■ EXERCISES TO COMPLETE:
**1.** Reproduce the passage on Little Big Planet verbatim, starting at "The Sony Playstation" and ending at "the slope changes).".
**2.** From the passage on Little Big Planet, render this sentence in French: "Players can adjust the character’s happiness, fear, sadness, and anger using the Directional pad on the controller."

The Sony Playstation 3 game Little Big Planet showcases the simple pleasures of coordinated action with an elegant set of design choices. Launched in 2008, the game was in its third release, in 2014, and still going strong. Little Big Planet is a puzzle-platformer, a game genre in which player avatars solve physical puzzles in a two-dimensional world of platforms. The avatars can take a simple set of actions—running, jumping, pushing, and pulling—in a world seemingly made of fabric and paper. While the game’s look and feel resemble a child’s craft project, its sophisticated physics engine makes objects behave more realistically than in other platformer games (e.g., an object sliding down a hill will gain speed until it collides with something or the slope changes).

Players build avatars from a simple base body referred to as “Sackboy,” decorating these simple bodies with costuming elements and “stickers.” In an unusual twist, Little Big Planet lets players puppet the avatar’s face and body to convey emotions. Players can adjust the character’s happiness, fear, sadness, and anger using the Directional pad on the controller. Trigger buttons and tilt controls let players move, gesture, and even slap other players’ avatars.

Dataset records on object locations:
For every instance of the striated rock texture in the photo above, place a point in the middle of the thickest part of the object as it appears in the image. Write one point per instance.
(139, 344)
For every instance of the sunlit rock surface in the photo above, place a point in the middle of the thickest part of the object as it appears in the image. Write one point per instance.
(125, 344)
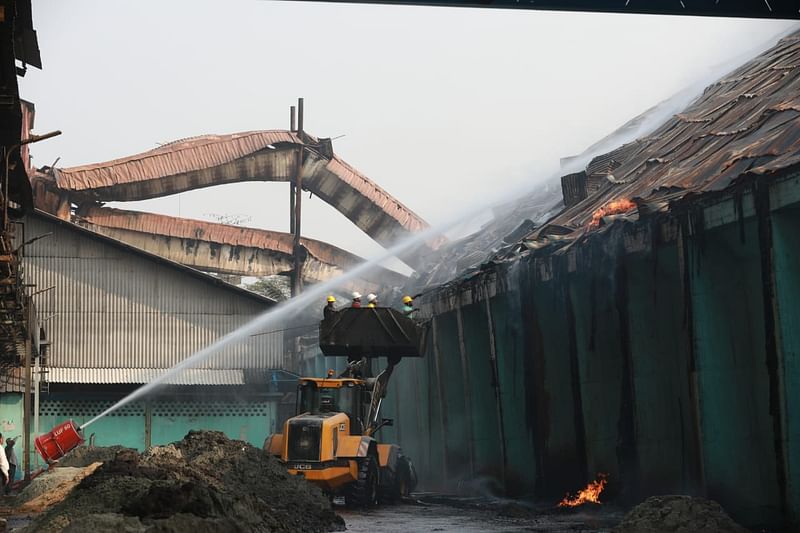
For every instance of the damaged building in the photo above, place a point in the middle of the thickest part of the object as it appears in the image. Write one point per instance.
(114, 317)
(646, 329)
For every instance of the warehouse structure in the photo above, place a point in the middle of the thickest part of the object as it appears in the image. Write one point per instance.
(649, 330)
(113, 317)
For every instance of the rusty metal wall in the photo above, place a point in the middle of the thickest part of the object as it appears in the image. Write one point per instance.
(113, 307)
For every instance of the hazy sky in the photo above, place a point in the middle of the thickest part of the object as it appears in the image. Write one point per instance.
(439, 106)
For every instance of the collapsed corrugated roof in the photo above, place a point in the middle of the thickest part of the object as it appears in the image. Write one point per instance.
(324, 261)
(747, 123)
(190, 376)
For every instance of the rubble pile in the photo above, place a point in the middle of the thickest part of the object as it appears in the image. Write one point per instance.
(678, 514)
(206, 482)
(84, 455)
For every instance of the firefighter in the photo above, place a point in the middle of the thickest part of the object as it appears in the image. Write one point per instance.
(408, 308)
(329, 309)
(356, 300)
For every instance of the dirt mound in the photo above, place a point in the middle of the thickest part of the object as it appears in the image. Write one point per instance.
(206, 482)
(84, 456)
(678, 514)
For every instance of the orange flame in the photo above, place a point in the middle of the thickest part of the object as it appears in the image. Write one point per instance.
(591, 494)
(622, 205)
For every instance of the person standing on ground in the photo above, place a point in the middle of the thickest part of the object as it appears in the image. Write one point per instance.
(329, 309)
(3, 461)
(408, 307)
(356, 300)
(11, 457)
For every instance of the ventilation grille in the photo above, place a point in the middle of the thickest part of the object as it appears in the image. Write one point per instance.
(212, 409)
(87, 408)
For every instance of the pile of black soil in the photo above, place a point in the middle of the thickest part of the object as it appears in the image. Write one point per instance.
(206, 482)
(678, 514)
(84, 456)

■ REPLIES:
**1.**
The Sony Playstation 3 game Little Big Planet showcases the simple pleasures of coordinated action with an elegant set of design choices. Launched in 2008, the game was in its third release, in 2014, and still going strong. Little Big Planet is a puzzle-platformer, a game genre in which player avatars solve physical puzzles in a two-dimensional world of platforms. The avatars can take a simple set of actions—running, jumping, pushing, and pulling—in a world seemingly made of fabric and paper. While the game’s look and feel resemble a child’s craft project, its sophisticated physics engine makes objects behave more realistically than in other platformer games (e.g., an object sliding down a hill will gain speed until it collides with something or the slope changes).

**2.** Les joueurs peuvent régler la joie, la peur, la tristesse et la colère du personnage à l’aide de la croix directionnelle de la manette.